• [PROBLEM DETAILS]:
Format the rows starting at the line containing "Detect the cone cup in the picture above." and ending at the line containing "top-left (80, 74), bottom-right (316, 191)" as a two-column CSV with the headers text and answer. Give one CSV record per row, and put each value in a single quoted field with its line breaks turned into spaces.

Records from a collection
^^^^^^^^^^^^^^^^
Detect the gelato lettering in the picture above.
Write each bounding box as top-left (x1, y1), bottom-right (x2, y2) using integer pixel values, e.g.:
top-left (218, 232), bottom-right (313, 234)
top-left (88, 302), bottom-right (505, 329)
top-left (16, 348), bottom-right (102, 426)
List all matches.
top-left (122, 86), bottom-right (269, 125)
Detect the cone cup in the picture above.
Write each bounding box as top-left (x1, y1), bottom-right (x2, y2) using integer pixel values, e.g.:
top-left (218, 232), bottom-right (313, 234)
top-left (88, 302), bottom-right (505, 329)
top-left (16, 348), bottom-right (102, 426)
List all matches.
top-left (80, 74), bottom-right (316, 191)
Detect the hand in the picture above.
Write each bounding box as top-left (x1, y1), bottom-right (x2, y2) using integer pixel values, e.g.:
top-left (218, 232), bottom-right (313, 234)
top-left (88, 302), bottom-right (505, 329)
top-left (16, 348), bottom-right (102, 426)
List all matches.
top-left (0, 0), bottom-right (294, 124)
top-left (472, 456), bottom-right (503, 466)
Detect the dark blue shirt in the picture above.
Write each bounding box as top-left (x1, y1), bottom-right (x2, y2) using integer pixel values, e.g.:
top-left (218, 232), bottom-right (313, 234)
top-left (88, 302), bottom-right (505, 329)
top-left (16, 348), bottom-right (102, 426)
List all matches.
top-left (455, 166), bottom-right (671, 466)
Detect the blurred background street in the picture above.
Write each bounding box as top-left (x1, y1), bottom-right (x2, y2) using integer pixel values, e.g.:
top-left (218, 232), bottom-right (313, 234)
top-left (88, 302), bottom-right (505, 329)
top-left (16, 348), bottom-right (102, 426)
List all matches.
^^^^^^^^^^^^^^^^
• [OUTPUT OF THE EXERCISE]:
text,answer
"Detect the cone cup in the picture above. Write each bounding box as top-left (x1, y1), bottom-right (x2, y2) using integer pixel values, e.g.: top-left (218, 232), bottom-right (313, 234) top-left (88, 302), bottom-right (505, 329) top-left (16, 348), bottom-right (102, 426) List all matches.","top-left (80, 74), bottom-right (316, 191)"